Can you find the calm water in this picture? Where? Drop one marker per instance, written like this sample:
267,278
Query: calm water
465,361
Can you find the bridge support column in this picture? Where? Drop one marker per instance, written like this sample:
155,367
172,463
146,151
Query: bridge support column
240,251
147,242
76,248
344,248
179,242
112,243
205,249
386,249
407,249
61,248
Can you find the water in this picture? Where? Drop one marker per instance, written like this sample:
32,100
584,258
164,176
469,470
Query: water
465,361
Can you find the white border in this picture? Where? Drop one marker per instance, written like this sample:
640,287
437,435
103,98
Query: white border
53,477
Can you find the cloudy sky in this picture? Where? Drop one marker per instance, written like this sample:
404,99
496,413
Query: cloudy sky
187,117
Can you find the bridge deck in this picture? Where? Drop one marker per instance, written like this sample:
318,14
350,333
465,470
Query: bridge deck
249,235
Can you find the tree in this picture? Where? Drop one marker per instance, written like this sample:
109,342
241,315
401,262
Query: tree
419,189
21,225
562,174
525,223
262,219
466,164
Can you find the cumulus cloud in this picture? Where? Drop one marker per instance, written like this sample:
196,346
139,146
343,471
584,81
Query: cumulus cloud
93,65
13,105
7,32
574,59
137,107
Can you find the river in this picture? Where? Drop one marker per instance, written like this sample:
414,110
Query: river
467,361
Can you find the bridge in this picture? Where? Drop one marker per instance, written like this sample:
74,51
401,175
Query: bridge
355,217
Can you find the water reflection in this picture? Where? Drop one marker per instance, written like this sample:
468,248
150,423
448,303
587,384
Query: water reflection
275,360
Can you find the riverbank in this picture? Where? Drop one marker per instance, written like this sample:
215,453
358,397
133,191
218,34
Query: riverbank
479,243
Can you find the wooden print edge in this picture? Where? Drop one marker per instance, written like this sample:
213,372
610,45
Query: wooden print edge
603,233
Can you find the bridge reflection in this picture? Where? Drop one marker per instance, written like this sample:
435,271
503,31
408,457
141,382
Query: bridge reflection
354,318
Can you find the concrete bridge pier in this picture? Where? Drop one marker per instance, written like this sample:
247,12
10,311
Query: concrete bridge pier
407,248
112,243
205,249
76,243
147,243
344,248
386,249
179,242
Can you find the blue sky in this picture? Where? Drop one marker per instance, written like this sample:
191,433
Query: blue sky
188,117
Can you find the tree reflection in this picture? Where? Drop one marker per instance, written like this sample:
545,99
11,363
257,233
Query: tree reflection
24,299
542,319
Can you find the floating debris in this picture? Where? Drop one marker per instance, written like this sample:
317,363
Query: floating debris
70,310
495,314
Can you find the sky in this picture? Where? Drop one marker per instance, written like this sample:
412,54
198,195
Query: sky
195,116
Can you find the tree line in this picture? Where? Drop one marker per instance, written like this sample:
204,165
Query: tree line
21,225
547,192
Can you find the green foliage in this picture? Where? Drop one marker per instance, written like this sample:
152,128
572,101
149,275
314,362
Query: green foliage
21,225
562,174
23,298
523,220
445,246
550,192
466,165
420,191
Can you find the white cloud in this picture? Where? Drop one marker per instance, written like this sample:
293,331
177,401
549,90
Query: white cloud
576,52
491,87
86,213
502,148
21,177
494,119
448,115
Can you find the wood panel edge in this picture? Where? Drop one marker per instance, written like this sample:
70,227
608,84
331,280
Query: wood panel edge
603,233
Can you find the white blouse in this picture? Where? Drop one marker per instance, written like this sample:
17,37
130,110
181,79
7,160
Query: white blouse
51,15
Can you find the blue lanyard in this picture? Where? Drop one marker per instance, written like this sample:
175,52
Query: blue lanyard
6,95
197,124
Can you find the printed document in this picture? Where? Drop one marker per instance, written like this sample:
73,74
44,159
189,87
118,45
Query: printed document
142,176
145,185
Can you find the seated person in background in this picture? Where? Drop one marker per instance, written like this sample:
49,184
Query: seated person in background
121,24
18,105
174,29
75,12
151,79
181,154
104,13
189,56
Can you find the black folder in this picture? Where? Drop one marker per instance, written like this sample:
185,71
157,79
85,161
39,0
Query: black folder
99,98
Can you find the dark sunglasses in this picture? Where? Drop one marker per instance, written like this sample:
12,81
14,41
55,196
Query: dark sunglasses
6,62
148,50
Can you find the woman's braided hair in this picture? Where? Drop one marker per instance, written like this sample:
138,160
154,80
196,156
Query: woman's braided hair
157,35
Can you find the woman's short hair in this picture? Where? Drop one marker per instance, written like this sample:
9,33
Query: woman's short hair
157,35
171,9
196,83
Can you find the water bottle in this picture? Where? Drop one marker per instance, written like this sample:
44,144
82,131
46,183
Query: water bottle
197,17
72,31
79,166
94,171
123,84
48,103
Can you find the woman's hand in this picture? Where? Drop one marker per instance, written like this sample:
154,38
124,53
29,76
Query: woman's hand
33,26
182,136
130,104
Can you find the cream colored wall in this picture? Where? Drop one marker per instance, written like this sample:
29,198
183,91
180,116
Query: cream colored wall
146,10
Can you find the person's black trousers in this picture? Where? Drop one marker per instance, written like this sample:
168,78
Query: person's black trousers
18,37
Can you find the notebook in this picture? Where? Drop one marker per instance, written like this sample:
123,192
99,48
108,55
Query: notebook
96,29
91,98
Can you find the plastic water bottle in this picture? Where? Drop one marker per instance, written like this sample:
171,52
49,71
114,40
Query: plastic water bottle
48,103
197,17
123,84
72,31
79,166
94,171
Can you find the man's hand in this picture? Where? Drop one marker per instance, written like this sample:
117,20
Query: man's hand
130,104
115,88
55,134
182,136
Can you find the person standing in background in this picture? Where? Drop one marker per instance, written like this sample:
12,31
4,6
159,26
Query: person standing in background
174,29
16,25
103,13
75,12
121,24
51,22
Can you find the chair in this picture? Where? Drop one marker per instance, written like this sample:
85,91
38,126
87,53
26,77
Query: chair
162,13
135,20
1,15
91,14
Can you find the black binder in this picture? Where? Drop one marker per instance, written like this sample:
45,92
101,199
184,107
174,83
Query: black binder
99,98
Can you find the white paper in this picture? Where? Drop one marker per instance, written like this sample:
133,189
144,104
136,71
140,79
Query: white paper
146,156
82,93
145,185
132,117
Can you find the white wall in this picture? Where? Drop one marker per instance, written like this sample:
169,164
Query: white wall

**Written task**
Copy out, word for word, every line of the records from the one containing "Can you find the black binder" through the last line, with both ends included.

**Complete output**
Can you find the black binder in this picture? Where? Drop one marker per instance, written like this sample:
45,92
101,199
184,107
174,83
Query: black binder
99,98
Can you find the white paper in this picture? Where? Drop one marker per instance, written like this sample:
133,189
144,104
136,71
140,79
Query: white paper
146,156
82,93
145,185
132,117
Can you find the white wall in this picture? Where? Drop one marker per instance, written like this sample:
169,164
Query: white wall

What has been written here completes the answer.